THE TASK —
Pick out each line in the material below that contains the string "shelf" and copy it.
──────── DATA IN THIS EXERCISE ────────
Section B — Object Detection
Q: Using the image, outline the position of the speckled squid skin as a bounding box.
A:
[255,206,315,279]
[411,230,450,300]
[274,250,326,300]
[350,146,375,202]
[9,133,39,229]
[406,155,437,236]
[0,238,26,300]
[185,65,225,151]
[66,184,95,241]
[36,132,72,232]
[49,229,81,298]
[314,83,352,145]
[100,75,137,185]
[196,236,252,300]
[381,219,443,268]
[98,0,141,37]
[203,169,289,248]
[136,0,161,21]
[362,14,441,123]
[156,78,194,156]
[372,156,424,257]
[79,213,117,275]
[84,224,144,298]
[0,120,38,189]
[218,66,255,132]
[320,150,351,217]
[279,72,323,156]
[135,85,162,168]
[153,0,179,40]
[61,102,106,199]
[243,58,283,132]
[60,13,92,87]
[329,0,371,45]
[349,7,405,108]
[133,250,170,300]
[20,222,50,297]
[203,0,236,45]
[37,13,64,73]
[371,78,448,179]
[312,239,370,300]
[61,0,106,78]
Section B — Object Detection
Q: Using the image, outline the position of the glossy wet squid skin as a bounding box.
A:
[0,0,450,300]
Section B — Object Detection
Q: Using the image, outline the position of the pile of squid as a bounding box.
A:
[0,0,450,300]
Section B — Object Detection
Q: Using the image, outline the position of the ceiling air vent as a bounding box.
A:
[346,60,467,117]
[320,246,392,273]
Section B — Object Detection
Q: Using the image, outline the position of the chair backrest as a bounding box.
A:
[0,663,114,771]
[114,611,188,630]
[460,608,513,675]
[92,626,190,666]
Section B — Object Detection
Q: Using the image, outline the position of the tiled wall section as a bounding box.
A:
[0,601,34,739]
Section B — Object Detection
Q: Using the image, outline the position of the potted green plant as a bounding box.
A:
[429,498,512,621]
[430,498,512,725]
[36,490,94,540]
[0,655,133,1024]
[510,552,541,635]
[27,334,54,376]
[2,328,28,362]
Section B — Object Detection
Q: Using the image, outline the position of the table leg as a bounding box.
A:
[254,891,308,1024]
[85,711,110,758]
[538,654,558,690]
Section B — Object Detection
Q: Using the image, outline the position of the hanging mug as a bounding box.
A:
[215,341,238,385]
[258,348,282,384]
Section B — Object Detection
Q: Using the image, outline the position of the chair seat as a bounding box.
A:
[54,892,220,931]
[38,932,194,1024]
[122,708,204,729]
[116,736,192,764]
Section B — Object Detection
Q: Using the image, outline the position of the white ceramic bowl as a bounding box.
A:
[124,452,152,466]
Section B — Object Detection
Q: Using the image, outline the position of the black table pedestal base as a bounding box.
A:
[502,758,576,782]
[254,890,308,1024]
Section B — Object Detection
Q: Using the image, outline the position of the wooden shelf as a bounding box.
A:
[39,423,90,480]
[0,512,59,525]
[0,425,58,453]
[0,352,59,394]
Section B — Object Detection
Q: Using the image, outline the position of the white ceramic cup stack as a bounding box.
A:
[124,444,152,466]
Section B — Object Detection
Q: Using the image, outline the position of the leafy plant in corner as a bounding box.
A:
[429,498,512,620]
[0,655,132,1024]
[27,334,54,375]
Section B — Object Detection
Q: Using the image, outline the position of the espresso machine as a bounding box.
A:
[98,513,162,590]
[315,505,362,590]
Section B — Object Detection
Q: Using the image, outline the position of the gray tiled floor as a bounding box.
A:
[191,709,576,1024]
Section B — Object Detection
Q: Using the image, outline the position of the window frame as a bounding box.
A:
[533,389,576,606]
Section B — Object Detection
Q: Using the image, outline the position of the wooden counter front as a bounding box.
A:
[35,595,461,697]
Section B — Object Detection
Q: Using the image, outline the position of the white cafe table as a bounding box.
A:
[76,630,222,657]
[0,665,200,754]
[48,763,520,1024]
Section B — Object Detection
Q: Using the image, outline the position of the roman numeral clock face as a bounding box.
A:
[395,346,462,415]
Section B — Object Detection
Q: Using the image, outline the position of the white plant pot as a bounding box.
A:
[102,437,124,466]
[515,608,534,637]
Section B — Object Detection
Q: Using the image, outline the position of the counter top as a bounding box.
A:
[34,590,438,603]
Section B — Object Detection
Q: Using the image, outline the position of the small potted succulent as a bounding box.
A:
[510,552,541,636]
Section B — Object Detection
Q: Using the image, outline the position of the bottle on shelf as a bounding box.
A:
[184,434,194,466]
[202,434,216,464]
────────
EXPECTED ANSWER —
Q: Using the image, outline the position of the wooden shelf as a bounding box.
Q: Using the image, outline the position of the bottle on shelf as a bounding box.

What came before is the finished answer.